**What the exercise asks:**
Set down each entry exactly as it stands, without altering a single character.

(Stored records)
== Segment start ==

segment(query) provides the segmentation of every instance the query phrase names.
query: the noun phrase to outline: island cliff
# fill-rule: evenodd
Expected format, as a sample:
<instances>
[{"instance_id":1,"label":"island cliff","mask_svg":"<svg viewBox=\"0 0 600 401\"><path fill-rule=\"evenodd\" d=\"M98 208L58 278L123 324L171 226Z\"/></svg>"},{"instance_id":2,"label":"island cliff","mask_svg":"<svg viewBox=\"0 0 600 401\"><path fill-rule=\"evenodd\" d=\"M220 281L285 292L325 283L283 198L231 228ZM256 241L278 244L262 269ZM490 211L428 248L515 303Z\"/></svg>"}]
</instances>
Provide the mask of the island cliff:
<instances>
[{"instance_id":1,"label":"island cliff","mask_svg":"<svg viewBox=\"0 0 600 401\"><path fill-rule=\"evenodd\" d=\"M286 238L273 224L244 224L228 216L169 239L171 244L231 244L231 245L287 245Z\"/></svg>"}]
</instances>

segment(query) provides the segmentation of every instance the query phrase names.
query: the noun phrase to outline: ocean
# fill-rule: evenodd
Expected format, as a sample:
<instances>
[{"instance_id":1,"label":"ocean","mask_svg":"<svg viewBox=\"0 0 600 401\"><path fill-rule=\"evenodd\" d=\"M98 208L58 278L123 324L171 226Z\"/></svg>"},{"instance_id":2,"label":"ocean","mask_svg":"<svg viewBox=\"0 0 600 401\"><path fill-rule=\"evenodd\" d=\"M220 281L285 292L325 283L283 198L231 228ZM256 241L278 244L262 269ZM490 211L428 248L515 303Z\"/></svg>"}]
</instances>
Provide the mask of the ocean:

== Segment end ==

**Exercise answer:**
segment(query) provides the segmentation of every instance the query phrase names.
query: the noun phrase to outline: island cliff
# fill-rule: evenodd
Expected format, as a sample:
<instances>
[{"instance_id":1,"label":"island cliff","mask_svg":"<svg viewBox=\"0 0 600 401\"><path fill-rule=\"evenodd\" d=\"M98 208L58 278L123 324L171 226Z\"/></svg>"},{"instance_id":2,"label":"island cliff","mask_svg":"<svg viewBox=\"0 0 600 401\"><path fill-rule=\"evenodd\" d=\"M220 281L285 292L325 283L283 198L231 228ZM256 241L278 244L262 269ZM490 211L428 248L515 303Z\"/></svg>"}]
</instances>
Provide the mask of the island cliff:
<instances>
[{"instance_id":1,"label":"island cliff","mask_svg":"<svg viewBox=\"0 0 600 401\"><path fill-rule=\"evenodd\" d=\"M286 238L273 224L244 224L228 216L169 239L171 244L231 244L231 245L287 245Z\"/></svg>"}]
</instances>

segment(query) provides the segmentation of every instance the query phrase names.
query: the noun phrase to outline: ocean
# fill-rule: evenodd
Expected format, as a sample:
<instances>
[{"instance_id":1,"label":"ocean","mask_svg":"<svg viewBox=\"0 0 600 401\"><path fill-rule=\"evenodd\" d=\"M98 208L58 278L123 324L171 226Z\"/></svg>"},{"instance_id":2,"label":"ocean","mask_svg":"<svg viewBox=\"0 0 600 401\"><path fill-rule=\"evenodd\" d=\"M220 281L285 292L325 283L283 198L231 228ZM256 241L278 244L262 269ZM490 211L428 248L515 303Z\"/></svg>"}]
</instances>
Provide the mask of the ocean:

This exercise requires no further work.